GOAL A: In the column on the Nationals below, repeat the passage starting at "- The Washington" and ending at "than seven weeks.", word for word.

- The Washington Times - Wednesday, July 27, 2005

So where do the Nationals go from here, other than Miami for another series against another potential National League East contender?

Last night’s 3-2, 10-inning loss to the Atlanta Braves continued this unpredictable gang’s free fall since the All-Star break and cost it at least a share of first place in the National League East for the first time in more than seven weeks.

If it was not quite a crushing defeat — and no baseball activity in July deserves that label — it nonetheless was deeply depressing because it extended what has become the key question of this improbable season: How far can a major league team go when it continues to transform Louisville Sluggers into toothpicks at the mere touch?

Ominous omens were lurking as Brad Wilkerson, who strikes out about as much at the plate as he does as a lame Chevy Chase Bank pitchman, led off against John Smoltz at Turner Field in the first inning. Most of them dealt with the Nats’ chronic inability to smite baseballs into areas where no one is standing, except perhaps a shirtless fan with a $6 beer in hand.

Lo and behold, Wilkerson singled his first three trips against Smoltz, a very tough Oreo whose labors over 18 seasons have earned him 174 victories, plus universal respect as both starter and closer. But the way the Nats have been hitting lately (not!), Joe Schmoe would have looked just as formidable pawing the dirt out there on the mound.

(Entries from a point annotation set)
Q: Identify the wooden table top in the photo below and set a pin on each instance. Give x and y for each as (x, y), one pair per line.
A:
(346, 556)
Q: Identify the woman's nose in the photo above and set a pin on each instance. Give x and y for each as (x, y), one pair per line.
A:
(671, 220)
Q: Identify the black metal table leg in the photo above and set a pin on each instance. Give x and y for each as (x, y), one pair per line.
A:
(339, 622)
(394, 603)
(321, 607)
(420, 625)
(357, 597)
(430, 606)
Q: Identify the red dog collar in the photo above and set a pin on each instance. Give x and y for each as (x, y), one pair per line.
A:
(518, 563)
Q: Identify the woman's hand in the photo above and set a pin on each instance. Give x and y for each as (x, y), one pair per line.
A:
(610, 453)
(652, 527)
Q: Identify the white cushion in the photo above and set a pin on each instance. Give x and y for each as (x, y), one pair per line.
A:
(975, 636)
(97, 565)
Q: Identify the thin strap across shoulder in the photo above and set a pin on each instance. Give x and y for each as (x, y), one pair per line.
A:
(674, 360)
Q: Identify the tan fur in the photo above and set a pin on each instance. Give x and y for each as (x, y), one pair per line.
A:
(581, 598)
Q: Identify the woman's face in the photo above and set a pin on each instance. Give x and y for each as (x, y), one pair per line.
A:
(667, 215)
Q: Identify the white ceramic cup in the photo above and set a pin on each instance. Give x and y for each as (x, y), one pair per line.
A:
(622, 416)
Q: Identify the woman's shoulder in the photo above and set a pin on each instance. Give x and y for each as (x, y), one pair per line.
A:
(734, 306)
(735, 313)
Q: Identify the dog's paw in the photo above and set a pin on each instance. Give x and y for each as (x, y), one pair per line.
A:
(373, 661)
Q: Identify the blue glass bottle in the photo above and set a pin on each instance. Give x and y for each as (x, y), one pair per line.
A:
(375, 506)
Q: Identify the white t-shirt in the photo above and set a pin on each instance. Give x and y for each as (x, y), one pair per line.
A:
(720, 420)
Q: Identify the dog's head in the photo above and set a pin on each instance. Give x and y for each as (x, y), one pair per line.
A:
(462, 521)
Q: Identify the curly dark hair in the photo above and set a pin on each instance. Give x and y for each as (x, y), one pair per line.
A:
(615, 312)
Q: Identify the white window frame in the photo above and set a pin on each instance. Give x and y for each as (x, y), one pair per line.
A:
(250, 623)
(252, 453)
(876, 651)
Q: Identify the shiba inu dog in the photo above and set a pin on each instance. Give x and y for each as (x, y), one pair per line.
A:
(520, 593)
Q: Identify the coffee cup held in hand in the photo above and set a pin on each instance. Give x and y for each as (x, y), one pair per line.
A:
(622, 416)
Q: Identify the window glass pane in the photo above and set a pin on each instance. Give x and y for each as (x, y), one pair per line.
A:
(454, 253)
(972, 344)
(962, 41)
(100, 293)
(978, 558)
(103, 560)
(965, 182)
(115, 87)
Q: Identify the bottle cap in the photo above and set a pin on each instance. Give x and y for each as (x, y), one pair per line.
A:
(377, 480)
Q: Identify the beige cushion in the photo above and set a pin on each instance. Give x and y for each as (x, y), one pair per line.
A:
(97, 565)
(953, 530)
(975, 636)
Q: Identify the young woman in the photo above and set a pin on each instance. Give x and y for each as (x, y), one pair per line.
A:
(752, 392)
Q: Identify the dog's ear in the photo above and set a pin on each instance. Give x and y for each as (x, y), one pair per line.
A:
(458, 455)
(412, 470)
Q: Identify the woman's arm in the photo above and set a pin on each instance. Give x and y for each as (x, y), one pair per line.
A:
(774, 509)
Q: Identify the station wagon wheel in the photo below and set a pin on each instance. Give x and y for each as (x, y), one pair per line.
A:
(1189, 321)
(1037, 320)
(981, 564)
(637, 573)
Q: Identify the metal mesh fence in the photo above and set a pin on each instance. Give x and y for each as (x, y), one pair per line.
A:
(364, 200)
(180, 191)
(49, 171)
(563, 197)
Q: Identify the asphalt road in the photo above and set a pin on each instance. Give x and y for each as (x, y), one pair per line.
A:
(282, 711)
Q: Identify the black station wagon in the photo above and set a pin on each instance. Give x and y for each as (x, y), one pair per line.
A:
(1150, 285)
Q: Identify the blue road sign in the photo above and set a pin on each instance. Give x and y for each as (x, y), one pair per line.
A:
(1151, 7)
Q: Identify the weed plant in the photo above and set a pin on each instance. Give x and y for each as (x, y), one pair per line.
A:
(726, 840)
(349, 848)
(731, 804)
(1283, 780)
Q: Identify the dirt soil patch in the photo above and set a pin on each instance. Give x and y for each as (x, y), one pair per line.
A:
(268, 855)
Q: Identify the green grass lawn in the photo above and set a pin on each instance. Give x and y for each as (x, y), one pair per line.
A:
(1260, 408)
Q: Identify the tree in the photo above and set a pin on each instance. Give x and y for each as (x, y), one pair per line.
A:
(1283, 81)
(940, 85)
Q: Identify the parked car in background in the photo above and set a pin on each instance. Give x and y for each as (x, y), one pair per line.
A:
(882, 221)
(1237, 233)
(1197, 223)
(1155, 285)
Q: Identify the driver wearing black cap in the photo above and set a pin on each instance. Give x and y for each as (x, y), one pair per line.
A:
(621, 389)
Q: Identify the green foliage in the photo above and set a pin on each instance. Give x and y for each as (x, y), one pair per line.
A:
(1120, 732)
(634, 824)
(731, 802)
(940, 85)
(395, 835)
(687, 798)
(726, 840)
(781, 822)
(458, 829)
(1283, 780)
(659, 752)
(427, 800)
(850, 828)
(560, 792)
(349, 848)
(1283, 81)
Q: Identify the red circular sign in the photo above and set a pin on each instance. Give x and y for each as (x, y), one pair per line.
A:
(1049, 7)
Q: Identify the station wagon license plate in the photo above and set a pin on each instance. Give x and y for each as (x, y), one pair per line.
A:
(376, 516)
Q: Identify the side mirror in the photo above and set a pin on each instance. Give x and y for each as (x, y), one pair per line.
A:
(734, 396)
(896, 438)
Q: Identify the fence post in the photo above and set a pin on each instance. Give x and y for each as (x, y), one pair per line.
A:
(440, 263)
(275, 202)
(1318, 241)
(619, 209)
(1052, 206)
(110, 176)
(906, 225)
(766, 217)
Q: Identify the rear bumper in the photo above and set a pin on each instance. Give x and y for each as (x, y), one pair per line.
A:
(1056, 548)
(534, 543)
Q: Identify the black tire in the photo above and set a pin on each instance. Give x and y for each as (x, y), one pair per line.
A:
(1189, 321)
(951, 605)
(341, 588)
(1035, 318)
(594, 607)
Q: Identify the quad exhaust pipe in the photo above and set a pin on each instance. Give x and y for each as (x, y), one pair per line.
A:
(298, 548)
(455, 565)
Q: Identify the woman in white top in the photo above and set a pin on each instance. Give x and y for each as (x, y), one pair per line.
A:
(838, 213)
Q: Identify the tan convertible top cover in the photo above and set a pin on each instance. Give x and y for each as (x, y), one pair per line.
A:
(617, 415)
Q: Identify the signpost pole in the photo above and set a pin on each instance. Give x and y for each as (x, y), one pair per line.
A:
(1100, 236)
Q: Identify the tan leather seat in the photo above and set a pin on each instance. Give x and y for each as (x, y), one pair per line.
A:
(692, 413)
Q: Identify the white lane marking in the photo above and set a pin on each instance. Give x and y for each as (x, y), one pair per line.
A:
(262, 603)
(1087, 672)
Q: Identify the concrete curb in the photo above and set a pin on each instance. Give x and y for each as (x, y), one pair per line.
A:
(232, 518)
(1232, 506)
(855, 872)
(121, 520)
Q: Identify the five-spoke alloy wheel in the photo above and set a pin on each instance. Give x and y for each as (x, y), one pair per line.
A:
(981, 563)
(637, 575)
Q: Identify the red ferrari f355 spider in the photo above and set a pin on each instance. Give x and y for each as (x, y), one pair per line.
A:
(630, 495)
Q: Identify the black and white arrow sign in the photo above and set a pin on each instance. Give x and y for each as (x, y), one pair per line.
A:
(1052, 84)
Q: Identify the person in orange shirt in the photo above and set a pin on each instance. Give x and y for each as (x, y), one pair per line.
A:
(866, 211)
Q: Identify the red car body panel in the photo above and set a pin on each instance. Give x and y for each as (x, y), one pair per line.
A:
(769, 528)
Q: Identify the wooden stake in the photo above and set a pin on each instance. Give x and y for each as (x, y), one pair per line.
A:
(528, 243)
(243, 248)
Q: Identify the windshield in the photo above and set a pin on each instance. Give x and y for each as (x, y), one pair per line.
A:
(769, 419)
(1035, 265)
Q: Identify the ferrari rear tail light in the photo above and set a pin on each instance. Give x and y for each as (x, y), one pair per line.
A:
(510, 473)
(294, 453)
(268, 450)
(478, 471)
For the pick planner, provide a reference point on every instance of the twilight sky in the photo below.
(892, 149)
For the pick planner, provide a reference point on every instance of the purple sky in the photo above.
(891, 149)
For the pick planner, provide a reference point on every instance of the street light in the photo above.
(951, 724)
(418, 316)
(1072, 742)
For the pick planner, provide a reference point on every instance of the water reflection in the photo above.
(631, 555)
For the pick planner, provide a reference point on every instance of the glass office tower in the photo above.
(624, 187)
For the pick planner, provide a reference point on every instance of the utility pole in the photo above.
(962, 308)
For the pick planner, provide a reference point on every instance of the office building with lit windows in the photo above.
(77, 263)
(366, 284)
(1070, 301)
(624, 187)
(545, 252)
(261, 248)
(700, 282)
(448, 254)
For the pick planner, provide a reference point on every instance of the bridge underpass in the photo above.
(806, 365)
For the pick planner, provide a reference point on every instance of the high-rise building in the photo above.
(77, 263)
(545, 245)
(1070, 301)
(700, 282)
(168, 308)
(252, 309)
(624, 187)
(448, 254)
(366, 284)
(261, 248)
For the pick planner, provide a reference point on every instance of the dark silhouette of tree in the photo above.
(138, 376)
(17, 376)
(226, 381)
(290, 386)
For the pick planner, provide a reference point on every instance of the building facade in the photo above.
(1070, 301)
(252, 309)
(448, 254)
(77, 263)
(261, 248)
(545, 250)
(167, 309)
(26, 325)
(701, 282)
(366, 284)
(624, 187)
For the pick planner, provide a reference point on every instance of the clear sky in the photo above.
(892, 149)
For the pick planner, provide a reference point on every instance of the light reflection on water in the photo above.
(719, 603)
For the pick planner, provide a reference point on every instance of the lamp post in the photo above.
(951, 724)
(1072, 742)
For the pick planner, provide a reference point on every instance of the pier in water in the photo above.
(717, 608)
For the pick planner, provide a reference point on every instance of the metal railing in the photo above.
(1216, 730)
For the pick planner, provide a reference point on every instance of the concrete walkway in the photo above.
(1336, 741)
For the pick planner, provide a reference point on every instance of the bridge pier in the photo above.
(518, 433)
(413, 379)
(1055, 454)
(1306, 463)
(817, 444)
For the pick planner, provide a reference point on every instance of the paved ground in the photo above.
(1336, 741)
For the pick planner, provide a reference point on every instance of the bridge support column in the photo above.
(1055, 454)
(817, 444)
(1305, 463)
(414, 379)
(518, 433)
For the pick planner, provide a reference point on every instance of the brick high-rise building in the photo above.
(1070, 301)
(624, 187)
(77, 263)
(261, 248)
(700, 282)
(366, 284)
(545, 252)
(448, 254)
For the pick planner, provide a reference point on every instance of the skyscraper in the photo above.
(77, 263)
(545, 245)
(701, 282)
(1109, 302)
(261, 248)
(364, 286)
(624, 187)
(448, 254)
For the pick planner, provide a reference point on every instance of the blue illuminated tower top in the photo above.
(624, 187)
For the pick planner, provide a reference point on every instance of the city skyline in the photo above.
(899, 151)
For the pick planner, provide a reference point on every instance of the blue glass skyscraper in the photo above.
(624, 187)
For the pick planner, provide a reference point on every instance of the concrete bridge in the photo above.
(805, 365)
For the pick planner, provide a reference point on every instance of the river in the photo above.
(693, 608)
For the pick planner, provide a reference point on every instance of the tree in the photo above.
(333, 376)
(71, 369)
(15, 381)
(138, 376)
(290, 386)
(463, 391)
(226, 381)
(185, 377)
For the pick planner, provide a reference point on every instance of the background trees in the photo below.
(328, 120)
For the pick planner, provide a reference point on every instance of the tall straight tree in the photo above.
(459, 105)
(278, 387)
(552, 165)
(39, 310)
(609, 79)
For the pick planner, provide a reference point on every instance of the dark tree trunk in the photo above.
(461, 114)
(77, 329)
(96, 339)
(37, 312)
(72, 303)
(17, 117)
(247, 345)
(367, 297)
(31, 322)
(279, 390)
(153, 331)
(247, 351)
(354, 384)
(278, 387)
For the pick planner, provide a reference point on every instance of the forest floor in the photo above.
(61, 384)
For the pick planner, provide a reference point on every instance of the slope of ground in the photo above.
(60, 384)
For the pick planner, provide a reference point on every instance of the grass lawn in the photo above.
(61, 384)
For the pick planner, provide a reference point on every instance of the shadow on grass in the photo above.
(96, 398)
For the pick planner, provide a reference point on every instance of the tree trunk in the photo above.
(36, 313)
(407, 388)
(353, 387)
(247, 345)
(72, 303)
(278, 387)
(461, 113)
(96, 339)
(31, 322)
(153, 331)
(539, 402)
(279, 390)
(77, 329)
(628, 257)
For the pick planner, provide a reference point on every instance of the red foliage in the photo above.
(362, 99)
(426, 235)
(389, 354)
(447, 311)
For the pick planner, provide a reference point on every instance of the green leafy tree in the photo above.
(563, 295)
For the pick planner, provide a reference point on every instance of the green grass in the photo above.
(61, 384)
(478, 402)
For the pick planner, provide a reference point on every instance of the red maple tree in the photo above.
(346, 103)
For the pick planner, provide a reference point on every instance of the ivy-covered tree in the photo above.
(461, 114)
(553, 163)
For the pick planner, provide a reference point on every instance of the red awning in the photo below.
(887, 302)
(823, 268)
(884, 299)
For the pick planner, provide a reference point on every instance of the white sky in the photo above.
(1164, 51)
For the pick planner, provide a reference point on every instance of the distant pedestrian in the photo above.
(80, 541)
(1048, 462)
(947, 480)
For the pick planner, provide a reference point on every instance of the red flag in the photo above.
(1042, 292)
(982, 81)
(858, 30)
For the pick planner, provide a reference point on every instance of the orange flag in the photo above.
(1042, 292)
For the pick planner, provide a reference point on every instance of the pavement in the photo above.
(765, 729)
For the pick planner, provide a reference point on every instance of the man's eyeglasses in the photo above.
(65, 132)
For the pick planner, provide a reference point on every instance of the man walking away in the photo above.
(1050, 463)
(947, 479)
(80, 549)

GOAL B: How many lines of the records above contain the string "high"? Give only the number.

FINISHED ANSWER A:
- The Washington Times - Wednesday, July 27, 2005

So where do the Nationals go from here, other than Miami for another series against another potential National League East contender?

Last night’s 3-2, 10-inning loss to the Atlanta Braves continued this unpredictable gang’s free fall since the All-Star break and cost it at least a share of first place in the National League East for the first time in more than seven weeks.

FINISHED ANSWER B: 2